▶ WHAT THE TASK ASKS:
The first line of the data below and every line after it, through the one with "Sports-analytics tagging: mark the teapot handle", must be transcribed without change.

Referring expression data
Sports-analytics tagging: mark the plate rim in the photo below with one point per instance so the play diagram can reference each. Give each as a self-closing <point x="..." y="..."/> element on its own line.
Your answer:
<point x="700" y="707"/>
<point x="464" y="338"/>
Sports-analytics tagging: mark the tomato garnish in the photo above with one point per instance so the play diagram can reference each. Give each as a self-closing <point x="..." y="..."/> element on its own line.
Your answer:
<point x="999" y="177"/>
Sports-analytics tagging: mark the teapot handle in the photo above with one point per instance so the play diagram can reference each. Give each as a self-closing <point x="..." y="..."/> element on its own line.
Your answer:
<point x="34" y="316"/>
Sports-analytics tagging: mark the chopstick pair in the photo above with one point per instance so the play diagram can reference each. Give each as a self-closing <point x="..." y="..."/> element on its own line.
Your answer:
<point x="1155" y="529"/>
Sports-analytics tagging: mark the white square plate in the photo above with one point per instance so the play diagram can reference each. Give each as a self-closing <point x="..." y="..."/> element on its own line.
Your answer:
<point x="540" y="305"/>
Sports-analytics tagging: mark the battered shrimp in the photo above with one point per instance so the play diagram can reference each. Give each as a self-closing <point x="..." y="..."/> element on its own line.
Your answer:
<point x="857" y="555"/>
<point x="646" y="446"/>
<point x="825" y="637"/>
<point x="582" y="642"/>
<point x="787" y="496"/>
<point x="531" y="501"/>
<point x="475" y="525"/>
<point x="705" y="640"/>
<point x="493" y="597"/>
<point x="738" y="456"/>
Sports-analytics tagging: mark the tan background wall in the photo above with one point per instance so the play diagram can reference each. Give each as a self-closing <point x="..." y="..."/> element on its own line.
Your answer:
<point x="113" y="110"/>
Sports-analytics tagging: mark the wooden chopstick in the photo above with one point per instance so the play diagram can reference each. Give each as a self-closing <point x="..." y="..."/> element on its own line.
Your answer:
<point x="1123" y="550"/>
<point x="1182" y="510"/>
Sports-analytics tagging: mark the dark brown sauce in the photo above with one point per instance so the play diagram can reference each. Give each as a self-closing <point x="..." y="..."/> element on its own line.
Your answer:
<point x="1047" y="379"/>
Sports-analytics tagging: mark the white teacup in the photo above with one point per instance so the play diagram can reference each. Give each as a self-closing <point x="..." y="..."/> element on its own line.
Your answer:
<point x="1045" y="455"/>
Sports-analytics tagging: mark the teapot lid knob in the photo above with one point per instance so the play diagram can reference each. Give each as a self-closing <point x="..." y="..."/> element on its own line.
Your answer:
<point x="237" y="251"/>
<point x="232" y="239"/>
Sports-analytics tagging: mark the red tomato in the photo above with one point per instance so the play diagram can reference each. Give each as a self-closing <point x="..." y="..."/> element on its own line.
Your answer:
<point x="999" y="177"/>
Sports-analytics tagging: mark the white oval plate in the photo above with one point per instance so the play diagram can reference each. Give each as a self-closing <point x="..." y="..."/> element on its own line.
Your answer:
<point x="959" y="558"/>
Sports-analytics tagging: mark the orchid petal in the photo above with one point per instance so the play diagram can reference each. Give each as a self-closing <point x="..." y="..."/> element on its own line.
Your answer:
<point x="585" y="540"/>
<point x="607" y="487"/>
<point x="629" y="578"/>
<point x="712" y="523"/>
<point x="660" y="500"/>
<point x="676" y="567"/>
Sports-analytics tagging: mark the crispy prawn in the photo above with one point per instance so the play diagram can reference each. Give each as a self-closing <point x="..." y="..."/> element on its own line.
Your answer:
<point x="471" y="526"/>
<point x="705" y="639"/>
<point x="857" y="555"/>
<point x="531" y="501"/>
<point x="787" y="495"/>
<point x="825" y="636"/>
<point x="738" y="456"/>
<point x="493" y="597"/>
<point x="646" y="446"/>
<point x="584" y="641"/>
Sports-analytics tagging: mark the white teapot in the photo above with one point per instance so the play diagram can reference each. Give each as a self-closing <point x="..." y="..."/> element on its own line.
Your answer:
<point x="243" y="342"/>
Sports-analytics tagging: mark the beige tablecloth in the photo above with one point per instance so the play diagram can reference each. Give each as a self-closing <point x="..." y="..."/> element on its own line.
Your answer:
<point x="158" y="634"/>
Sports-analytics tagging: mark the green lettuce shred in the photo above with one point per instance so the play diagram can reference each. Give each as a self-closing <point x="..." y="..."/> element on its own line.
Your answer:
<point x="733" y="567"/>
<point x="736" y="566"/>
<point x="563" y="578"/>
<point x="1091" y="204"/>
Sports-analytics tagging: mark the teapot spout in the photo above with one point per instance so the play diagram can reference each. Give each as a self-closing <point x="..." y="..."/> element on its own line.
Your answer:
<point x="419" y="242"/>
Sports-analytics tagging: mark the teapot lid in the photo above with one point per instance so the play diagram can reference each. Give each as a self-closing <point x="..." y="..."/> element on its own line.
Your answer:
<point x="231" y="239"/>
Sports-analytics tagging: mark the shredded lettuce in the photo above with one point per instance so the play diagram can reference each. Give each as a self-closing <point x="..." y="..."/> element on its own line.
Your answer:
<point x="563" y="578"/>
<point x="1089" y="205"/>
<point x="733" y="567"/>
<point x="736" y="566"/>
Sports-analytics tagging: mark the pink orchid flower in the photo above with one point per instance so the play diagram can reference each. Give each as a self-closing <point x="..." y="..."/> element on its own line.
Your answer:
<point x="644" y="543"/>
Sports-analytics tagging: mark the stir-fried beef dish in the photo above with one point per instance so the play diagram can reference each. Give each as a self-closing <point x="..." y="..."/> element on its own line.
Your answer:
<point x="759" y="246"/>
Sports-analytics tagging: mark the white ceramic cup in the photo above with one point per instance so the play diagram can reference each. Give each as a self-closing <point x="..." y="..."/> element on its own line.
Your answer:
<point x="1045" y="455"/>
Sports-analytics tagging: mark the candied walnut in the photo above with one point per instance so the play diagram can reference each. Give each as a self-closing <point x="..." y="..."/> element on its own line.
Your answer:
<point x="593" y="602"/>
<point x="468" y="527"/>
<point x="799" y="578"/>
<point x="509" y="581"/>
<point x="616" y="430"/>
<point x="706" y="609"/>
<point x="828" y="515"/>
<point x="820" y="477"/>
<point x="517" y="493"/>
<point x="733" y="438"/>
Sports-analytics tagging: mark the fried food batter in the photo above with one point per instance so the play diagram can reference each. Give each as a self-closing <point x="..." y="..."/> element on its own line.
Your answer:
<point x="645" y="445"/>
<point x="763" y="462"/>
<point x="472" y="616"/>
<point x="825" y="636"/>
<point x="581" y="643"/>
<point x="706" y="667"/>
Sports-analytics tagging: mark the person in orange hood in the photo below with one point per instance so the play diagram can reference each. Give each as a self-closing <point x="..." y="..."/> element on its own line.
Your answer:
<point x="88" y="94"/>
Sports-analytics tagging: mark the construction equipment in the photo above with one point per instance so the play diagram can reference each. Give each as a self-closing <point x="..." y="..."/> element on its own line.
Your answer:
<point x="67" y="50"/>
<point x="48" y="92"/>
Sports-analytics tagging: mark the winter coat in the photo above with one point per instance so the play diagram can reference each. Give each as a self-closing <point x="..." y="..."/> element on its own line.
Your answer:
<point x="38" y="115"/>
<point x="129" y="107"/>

▶ ANSWER:
Sports-analytics tagging: mark the plate rim in the photo below with one point per instance so the play diagram can reference each. Give each as a self-closing <point x="..." y="..."/> element on its own line.
Your answer:
<point x="700" y="707"/>
<point x="464" y="338"/>
Sports-analytics tagging: mark the tomato garnish in the photo above with one point per instance so the play diagram can reference each. Give each as a self-closing <point x="..." y="..."/> element on its own line.
Your answer:
<point x="999" y="177"/>
Sports-analytics tagging: mark the teapot handle in the photo above with one point per instance so the play diagram can reference each. Give each as a self-closing <point x="..." y="..."/> element on its own line.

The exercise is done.